**Problems to work on:**
1. Answer these from the text on the 2011 Tohoku-oki earthquake, one line each, marked (a), (b), (c) the same way:
(a) In which part of the area were the seafloor geodetic observation sites mainly located?
(b) What kind of viscoelastic structure was assumed when the viscoelastic Green functions were calculated?
(c) Where were the northern and southern limits of the area of large coseismic slip (over 20 m) estimated to be?
2. Continue the text on the 2011 Tohoku-oki earthquake, starting after its final sentence.

**Given text:**
=== Begin Enclosure ===

Due to the 2011Tohoku-oki earthquake, a large coseismic deformation was detected not only by the onland geodetic observational network but also by the seafloor geodetic observations (GNSS-Acoustic observations, ocean bottom pressure observations and differential bathymetry observations). These observations revealed that large coseismic slip reached to the Japan trench off Miyagi [e.g., Iinuma et al., 2012, JGR; Sun et al., 2016, Nat. Comm.]. However, southern and northern extent of the large coseismic slip along the trench was not well constrained due to low spatial resolution in the northern and southern areas because the seafloor geodetic observation sites mainly located in the central part (off-Miyagi region). Meanwhile, it is essential to evaluate uncertainties of the slip parameters to discuss the extent of the large coseismic slip. Although the linear slip inversion methods generally assume Gaussian distribution for the unknown parameters, this assumption was not necessarily right. Here, we examined the following two approaches: 1) Constraining the coseismic slip distribution by postseismic geodetic observational data via a viscoelastic inversion [Tomita et al., 2020, EPS], 2) Evaluating the uncertainties of the slip parameters by introducing a MCMC technique.

Introduction of the viscoelastic inversion: Viscoelastic relaxation, which is a transient deformation after the large earthquake, is caused by stress changes due to coseismic slips. Thus, postseismic geodetic observational data have information of the coseismic slip via the viscoelastic relaxation. Then, we tried to constrain the coseismic slip distribution from the postseismic geodetic observational data by simultaneously estimating the co- and post-seismic slip distribution via viscoelastic Green functions. We calculated the viscoelastic Green functions assuming a simple horizontally stratified viscoelastic structure [Fukahata & Matsu’ura, 2005; 2006, GJI]. As a result, the spatial resolution of the coseismic slip distribution can be improved using the seafloor geodetic observational data in the postseismic period (Tomita et al., 2017, Sci. Adv.). The conventional elastic inversion method showed that large coseismic rupture area was concentrated in the narrow region where the spatial resolution was high. By contrast, in the viscoelastic inversion method, the high spatial resolution region was relatively wide along the trench, and the large coseismic slip area was also extended. The northern and southern limits of the large coseismic slip (over 20 m) area were estimated as ~39.2°N and ~37.0°N, respectively.

=== End Enclosure ===

**Dataset entries:**
=== Begin Enclosure ===

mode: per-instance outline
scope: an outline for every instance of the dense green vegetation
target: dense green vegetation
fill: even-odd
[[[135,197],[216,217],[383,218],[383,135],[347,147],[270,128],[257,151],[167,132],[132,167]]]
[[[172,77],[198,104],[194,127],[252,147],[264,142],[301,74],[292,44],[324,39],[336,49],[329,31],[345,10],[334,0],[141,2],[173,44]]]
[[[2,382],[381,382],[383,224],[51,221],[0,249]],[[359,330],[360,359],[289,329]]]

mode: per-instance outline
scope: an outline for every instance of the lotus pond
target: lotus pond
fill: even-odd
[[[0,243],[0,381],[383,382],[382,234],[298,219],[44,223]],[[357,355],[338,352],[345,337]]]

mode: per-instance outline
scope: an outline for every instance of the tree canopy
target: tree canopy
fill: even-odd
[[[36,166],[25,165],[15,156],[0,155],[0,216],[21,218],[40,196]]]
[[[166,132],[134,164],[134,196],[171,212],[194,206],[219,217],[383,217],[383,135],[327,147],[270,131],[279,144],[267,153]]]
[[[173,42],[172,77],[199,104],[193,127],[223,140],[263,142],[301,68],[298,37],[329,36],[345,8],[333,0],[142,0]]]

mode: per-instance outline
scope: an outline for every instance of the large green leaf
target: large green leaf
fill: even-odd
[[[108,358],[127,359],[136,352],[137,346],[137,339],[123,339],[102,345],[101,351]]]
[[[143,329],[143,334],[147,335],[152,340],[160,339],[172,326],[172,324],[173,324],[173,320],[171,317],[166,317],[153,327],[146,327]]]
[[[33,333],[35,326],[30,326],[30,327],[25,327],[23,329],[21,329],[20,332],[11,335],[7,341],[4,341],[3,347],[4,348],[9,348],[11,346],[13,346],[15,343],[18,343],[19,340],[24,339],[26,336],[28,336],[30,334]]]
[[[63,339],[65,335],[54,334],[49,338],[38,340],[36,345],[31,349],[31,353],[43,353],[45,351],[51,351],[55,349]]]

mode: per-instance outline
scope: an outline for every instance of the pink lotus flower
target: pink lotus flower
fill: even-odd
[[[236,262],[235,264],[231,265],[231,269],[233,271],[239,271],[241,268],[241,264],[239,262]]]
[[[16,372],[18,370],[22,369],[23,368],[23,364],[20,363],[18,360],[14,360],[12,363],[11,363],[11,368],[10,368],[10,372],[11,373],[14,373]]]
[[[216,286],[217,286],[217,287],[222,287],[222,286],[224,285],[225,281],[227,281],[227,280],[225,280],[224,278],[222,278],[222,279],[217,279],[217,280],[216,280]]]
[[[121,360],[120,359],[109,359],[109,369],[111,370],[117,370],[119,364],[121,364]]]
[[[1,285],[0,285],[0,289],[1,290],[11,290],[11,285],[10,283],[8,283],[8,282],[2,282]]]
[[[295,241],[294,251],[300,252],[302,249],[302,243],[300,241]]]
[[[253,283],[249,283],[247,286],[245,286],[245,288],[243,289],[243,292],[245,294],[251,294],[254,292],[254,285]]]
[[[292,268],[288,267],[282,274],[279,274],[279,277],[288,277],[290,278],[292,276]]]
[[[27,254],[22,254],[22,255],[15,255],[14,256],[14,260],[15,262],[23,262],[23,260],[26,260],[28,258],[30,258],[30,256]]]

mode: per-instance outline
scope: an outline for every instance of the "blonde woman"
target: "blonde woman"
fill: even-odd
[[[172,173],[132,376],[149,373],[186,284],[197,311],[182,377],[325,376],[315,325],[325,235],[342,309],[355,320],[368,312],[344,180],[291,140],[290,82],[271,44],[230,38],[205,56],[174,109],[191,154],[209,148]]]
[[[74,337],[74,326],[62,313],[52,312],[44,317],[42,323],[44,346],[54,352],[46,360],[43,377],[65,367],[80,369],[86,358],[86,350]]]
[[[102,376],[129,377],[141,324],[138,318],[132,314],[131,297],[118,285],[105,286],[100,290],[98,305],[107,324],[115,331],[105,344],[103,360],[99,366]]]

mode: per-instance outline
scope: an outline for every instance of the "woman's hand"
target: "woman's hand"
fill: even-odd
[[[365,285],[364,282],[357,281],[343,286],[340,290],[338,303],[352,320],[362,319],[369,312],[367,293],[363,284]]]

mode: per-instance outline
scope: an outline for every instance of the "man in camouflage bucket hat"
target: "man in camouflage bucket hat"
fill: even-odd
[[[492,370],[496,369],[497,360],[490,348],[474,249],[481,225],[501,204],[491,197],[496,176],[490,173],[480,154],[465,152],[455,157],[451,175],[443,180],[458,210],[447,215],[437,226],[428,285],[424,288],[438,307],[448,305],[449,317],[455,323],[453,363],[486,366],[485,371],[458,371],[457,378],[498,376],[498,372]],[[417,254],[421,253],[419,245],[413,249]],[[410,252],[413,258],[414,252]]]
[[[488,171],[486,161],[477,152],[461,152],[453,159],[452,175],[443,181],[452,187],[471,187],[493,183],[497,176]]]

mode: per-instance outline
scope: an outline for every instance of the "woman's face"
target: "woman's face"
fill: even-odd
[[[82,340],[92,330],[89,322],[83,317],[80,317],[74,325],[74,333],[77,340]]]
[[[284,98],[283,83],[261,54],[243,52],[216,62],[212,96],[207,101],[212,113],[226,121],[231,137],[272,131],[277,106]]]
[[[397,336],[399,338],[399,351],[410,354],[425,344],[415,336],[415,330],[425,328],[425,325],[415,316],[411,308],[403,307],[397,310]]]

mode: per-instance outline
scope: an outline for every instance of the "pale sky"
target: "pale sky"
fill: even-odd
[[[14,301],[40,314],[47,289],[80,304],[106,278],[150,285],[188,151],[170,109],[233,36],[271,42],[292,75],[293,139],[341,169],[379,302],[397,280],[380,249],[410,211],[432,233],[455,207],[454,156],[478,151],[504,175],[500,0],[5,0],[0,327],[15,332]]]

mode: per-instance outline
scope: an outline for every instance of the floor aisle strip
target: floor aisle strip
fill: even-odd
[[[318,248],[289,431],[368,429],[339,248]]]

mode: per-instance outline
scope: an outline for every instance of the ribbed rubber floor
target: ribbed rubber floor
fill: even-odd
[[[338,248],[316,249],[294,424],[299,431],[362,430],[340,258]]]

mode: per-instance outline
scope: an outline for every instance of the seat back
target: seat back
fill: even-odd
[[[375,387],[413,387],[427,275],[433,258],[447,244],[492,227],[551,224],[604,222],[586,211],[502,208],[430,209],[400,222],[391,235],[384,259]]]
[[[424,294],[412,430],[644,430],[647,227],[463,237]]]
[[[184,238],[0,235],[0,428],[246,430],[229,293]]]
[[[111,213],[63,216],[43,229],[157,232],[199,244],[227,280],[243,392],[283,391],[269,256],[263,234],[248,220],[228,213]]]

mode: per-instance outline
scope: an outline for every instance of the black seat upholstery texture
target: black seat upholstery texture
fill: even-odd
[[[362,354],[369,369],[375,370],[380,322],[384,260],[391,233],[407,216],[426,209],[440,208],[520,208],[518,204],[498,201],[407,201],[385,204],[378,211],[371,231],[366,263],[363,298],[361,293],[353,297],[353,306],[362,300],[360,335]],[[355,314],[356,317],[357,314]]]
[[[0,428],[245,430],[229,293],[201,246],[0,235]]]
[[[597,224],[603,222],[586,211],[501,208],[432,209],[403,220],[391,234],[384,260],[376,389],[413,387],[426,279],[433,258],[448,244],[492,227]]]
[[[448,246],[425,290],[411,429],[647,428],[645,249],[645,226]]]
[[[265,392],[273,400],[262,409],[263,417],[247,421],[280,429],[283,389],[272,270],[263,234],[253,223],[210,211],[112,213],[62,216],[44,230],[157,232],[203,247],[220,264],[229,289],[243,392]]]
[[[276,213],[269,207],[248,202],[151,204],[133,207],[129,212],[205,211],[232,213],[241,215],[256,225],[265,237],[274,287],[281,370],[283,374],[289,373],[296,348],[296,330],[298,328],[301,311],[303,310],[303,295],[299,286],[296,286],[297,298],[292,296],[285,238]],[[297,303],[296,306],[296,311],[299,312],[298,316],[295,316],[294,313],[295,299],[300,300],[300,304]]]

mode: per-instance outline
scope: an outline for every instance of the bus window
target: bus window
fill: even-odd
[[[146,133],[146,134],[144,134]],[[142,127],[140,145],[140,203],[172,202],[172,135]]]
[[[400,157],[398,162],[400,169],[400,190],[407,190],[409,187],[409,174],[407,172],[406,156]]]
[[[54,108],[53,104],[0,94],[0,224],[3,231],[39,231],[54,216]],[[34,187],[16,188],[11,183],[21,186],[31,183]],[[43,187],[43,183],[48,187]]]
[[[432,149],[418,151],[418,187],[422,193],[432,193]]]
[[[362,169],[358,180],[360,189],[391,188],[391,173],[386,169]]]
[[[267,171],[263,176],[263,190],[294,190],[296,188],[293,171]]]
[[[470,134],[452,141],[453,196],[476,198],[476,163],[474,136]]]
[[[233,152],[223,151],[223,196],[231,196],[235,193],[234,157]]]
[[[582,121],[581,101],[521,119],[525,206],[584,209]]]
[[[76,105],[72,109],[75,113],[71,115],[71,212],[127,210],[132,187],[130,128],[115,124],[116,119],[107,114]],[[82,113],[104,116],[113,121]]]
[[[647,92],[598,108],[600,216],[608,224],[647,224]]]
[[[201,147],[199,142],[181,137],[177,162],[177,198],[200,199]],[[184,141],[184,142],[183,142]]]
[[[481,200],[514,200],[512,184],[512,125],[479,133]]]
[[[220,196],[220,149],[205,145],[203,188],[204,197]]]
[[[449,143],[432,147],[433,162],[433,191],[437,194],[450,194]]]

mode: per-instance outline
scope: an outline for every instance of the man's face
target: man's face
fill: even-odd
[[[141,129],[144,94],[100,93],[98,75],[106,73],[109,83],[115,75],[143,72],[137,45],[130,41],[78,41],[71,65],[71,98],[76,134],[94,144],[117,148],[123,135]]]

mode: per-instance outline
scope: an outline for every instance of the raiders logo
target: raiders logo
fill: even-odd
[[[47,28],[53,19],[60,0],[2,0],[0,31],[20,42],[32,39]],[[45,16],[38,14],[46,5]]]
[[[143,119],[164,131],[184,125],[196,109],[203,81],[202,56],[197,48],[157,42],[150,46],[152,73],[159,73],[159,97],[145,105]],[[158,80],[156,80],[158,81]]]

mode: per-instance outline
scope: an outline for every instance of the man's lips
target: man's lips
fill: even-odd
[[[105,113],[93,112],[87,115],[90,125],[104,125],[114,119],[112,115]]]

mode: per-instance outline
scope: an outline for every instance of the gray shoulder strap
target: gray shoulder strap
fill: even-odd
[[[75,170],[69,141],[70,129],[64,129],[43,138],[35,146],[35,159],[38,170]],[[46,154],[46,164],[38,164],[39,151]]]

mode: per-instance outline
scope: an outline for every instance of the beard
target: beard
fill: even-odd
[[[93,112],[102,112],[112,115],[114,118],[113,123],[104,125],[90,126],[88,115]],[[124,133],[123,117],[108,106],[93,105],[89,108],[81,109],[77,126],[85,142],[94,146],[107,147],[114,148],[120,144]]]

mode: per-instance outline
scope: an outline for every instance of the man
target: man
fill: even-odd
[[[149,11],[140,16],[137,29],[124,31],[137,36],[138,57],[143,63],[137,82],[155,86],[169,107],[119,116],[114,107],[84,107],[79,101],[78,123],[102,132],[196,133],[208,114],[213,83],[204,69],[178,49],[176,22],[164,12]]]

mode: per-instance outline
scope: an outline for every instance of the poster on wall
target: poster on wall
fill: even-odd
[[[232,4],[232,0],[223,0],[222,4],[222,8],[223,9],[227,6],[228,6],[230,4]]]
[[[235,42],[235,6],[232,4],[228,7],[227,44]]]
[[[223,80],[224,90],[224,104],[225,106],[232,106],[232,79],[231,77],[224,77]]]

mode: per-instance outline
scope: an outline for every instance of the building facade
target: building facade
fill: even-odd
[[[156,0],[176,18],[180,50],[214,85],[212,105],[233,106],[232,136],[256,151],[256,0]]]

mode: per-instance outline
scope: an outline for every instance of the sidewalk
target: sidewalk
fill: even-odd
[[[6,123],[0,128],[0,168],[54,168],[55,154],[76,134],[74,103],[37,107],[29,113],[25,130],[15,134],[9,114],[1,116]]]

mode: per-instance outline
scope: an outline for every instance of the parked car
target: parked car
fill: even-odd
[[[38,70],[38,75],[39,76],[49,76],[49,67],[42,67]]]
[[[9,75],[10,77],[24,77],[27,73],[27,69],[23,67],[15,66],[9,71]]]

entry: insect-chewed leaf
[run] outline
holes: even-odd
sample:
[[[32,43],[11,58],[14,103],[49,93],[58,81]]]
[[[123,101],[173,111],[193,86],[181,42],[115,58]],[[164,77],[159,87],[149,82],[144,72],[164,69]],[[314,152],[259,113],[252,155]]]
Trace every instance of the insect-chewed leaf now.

=== End Enclosure ===

**Expected outputs:**
1.
(a) In the central part, the off-Miyagi region.
(b) A simple horizontally stratified viscoelastic structure.
(c) About 39.2°N to the north and about 37.0°N to the south.

2.
Introduction of the MCMC technique: Using the MCMC technique, posterior probability density function (PDF) following a non-Gaussian distribution can be estimated by sampling unknown parameters. In this study, we divided the fault space using Voronoi cells and estimated number of the unknown parameters (number of the Voronoi cells) by a reversible-jump MCMC (rj-MCMC) technique to perform the slip inversion without using any spatial smoothing constraints. Note that we conducted the rj-MCMC analysis only using the coseismic geodetic data and investigated the performance of the rj-MCMC method. As a result, we successfully obtained the posterior PDFs following the non-Gaussian distributions for the slip parameters and found the region where large coseismic slip might occur in a low probability.

Through above two approaches, we successfully improved the inversion methods of the coseismic slip distribution of the 2011 Tohoku-oki earthquake in terms of the spatial resolution and evaluation of uncertainties. We plan to perform the viscoelastic inversion assuming a realistic viscoelastic structure and to apply the rj-MCMC technique to the viscoelastic inversion method in the future.